_TASK DIRECTIONS_
When the word "sweater" appears in a line of the data below, list that line.

_DATA RECORDS_
---------------
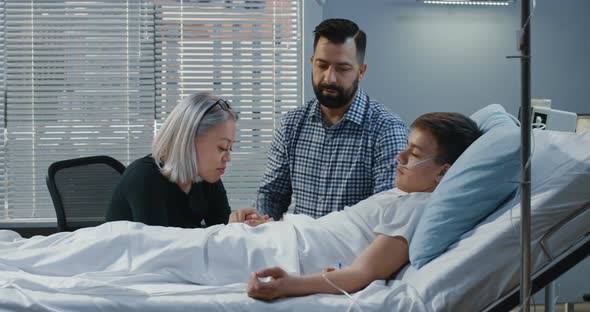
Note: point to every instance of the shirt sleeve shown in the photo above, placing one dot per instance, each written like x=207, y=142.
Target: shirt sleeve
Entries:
x=218, y=209
x=274, y=194
x=391, y=141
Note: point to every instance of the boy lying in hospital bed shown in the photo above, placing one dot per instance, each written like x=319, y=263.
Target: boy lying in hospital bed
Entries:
x=379, y=229
x=435, y=142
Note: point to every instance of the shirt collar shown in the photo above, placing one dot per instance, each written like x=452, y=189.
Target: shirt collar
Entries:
x=355, y=112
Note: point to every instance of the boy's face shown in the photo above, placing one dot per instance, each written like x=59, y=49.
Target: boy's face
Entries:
x=424, y=176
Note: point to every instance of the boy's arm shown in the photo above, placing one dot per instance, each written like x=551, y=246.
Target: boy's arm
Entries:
x=385, y=256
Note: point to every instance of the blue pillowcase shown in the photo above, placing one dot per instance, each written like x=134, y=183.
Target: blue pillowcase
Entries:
x=475, y=185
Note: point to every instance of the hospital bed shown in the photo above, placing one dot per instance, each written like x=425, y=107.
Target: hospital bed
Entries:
x=478, y=272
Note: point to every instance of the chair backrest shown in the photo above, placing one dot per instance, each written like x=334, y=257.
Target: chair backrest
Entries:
x=81, y=189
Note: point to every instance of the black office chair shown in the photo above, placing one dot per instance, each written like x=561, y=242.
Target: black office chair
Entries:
x=81, y=189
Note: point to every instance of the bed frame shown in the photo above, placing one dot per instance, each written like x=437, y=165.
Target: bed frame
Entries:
x=573, y=255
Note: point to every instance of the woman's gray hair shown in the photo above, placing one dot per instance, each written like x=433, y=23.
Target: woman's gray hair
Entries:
x=173, y=148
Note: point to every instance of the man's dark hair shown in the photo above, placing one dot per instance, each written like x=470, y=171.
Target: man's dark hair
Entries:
x=453, y=133
x=337, y=30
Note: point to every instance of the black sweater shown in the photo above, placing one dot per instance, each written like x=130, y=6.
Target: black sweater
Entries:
x=145, y=195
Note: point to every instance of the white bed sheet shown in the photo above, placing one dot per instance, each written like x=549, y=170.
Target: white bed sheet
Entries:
x=127, y=266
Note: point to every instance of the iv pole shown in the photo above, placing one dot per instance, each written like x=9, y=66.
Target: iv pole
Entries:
x=525, y=152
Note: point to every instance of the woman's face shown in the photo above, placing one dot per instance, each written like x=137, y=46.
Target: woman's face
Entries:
x=426, y=175
x=214, y=149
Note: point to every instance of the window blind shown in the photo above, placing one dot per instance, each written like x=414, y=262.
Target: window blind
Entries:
x=248, y=52
x=82, y=78
x=79, y=82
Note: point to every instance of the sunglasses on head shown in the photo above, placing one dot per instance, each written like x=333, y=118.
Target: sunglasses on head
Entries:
x=223, y=104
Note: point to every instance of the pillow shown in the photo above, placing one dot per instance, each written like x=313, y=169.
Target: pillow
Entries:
x=475, y=185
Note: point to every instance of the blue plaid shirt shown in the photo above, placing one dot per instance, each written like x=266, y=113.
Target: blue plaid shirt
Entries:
x=325, y=168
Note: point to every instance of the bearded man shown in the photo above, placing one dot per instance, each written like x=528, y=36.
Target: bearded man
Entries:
x=340, y=147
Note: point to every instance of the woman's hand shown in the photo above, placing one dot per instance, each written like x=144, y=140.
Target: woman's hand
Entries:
x=275, y=288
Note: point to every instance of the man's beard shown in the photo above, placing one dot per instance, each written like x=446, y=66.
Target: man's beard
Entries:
x=340, y=99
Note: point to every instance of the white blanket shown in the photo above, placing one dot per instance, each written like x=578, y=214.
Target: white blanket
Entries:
x=130, y=266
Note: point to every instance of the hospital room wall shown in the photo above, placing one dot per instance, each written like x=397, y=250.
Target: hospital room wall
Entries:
x=424, y=58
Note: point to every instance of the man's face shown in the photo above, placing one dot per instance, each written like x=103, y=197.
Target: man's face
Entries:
x=336, y=72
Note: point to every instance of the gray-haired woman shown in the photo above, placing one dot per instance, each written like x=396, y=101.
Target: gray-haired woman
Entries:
x=179, y=183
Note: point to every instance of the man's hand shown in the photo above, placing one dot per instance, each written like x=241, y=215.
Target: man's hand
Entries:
x=249, y=216
x=275, y=288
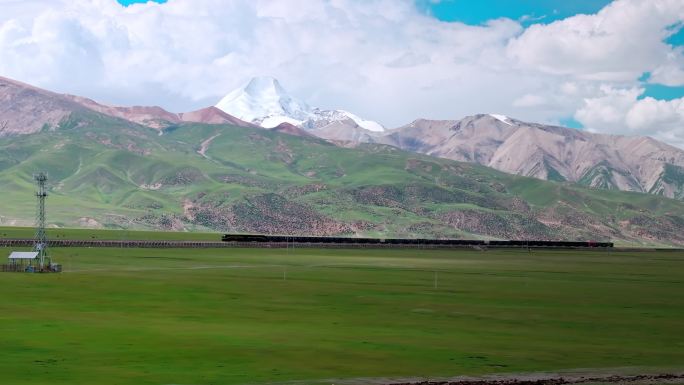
---------------
_ANSWER BOX_
Note: point to every instance of the black sweater shown in the photo above, placing one dot per instance, each written like x=130, y=6.
Target: black sweater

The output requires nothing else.